WRITTEN INSTRUCTION A
Identify every line in the entries that contains the word "stone", and copy each of those lines.

Testing Retry Strategies
Principle: Use Fixed Delays
Always use FixedDelay with NoJitter in tests. Jitter adds randomness that makes timing assertions unreliable.
// Deterministic for testing
builder.WithRetryOptions(options => options
.WithFixedDelayNoJitter(delay: TimeSpan.FromMilliseconds(10)));Testing That Retries Occur
Verify that a transient failure triggers the expected number of retries:
[Fact]
public async Task Retry_TransientFailure_RetriesThreeTimes()
{
var attemptCount = 0;
var policy = ResiliencePolicyBuilder
.ForNode<FailingTransform, string>()
.OnAny().Retry(maxRetries: 3)
.Build();
// FailingTransform increments attemptCount and throws on first 2 calls
// ... run pipeline with policy ...
attemptCount.Should().Be(3); // 1 initial + 2 retries before success
}Testing Backoff Sequences
Validate that your strategy produces the expected delay progression:
[Fact]
public void ExponentialBackoff_ProducesExpectedDelays()
{
var backoff = BackoffStrategies.ExponentialBackoff(
baseDelay: TimeSpan.FromMilliseconds(100),
multiplier: 2.0,
maxDelay: TimeSpan.FromMilliseconds(500));
// Attempt 0: 100ms, 1: 200ms, 2: 400ms, 3: 500ms (capped)

WRITTEN INSTRUCTION B
Write the next part of the text on testing retry strategies, picking up right after its last line.

DATASET EXTRACT
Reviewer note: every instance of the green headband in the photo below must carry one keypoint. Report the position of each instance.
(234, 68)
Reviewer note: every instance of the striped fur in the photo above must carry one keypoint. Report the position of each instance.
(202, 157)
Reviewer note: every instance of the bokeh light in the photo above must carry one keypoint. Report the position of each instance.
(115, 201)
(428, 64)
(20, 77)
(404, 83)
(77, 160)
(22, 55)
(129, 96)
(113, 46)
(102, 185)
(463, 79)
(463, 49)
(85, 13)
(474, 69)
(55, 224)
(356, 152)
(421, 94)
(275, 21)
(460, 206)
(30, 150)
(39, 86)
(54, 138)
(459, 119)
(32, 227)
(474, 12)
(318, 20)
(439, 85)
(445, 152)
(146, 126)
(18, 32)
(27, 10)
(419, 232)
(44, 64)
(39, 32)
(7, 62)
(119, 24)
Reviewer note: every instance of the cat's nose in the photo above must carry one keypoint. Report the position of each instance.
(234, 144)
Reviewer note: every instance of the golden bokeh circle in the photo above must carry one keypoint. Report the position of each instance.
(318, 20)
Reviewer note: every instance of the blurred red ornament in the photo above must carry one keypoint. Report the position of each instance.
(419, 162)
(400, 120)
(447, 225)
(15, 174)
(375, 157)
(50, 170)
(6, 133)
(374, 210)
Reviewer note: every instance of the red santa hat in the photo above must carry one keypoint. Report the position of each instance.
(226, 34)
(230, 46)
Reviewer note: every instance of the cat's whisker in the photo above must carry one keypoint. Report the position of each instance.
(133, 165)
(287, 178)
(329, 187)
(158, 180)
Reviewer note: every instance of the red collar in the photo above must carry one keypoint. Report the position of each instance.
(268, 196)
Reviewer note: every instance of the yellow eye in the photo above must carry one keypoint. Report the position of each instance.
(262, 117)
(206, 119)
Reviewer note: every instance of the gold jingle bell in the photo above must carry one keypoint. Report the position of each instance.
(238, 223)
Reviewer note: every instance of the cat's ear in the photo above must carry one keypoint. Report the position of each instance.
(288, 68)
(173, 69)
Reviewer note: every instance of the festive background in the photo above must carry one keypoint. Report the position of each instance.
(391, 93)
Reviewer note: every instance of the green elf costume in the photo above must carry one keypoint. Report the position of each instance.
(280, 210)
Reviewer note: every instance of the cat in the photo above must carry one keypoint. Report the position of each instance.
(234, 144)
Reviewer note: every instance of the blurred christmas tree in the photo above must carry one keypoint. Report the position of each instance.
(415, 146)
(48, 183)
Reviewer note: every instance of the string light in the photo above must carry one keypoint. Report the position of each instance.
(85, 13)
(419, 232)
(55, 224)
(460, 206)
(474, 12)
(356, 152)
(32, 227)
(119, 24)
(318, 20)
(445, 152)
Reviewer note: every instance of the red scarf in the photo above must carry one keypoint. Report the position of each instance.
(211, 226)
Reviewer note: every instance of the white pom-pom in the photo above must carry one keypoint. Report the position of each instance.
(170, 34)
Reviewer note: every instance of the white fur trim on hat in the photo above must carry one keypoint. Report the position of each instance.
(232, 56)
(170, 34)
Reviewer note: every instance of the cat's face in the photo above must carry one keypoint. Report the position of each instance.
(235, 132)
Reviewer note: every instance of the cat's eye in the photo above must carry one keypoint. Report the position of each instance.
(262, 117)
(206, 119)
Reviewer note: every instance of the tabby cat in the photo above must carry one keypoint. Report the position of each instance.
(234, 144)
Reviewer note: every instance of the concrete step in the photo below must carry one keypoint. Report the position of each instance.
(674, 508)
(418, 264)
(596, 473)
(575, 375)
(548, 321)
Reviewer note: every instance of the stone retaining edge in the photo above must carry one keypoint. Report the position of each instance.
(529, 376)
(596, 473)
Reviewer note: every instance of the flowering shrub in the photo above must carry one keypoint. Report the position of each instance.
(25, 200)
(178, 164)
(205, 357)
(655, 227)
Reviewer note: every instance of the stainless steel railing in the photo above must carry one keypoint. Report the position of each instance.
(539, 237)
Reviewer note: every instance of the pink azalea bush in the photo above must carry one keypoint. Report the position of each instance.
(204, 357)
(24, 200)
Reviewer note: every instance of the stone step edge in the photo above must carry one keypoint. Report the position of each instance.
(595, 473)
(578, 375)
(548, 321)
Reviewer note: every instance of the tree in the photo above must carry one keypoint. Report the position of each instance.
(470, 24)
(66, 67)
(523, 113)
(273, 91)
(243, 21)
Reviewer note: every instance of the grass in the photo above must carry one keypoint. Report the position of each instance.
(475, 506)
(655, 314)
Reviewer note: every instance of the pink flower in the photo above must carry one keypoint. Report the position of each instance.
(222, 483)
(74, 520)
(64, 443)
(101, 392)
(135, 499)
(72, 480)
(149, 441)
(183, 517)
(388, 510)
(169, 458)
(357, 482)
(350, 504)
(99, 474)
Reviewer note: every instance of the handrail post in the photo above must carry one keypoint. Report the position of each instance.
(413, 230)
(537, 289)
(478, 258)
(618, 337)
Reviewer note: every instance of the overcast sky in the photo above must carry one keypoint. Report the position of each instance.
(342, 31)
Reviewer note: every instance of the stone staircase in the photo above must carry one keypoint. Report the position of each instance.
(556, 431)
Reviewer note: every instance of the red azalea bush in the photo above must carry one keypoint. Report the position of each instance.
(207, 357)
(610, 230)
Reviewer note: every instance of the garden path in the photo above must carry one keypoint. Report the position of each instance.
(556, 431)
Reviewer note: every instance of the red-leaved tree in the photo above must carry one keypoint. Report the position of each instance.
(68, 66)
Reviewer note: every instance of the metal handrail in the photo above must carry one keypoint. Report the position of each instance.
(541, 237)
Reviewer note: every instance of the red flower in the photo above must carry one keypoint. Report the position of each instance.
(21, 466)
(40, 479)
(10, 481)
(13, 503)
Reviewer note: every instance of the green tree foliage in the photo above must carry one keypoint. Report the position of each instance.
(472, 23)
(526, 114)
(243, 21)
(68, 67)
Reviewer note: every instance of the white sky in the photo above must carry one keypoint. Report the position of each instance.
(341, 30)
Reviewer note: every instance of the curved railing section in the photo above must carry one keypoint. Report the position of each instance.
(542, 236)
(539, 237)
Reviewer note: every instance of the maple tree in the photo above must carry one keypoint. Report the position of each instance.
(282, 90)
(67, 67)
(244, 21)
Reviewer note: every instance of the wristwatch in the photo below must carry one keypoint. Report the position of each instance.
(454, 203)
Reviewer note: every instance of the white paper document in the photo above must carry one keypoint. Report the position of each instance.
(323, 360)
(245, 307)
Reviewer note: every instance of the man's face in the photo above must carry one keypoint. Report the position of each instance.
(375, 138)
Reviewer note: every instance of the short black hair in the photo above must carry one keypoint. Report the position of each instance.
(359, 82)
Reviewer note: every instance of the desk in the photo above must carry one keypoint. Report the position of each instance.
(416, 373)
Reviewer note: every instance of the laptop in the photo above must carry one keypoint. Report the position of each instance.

OUTPUT A
Reviewer note: every instance of the stone retaining edge in the photo above must carry one keypoint. Report the position of each instance.
Reviewer note: every instance of the stone step edge in the photo above must carry one keypoint. Report the position of each instance.
Reviewer note: every instance of the stone staircase in the photo above must carry one keypoint. Report the position of each instance.

OUTPUT B
backoff(0).Should().Be(TimeSpan.FromMilliseconds(100));
backoff(1).Should().Be(TimeSpan.FromMilliseconds(200));
backoff(2).Should().Be(TimeSpan.FromMilliseconds(400));
backoff(3).Should().Be(TimeSpan.FromMilliseconds(500));
}Testing Retry Exhaustion
Confirm that items are dead-lettered after max retries:
[Fact]
public async Task RetryExhausted_ItemIsDeadLettered()
{
var deadLetterSink = new BoundedInMemoryDeadLetterSink();
builder.AddDeadLetterSink(deadLetterSink);
var policy = ResiliencePolicyBuilder
.ForNode<AlwaysFailsTransform, Order>()
.OnAny().Retry(maxRetries: 3) // exhausted → DeadLetter
.Build();
builder.AddResiliencePolicy(policy);
// ... run pipeline ...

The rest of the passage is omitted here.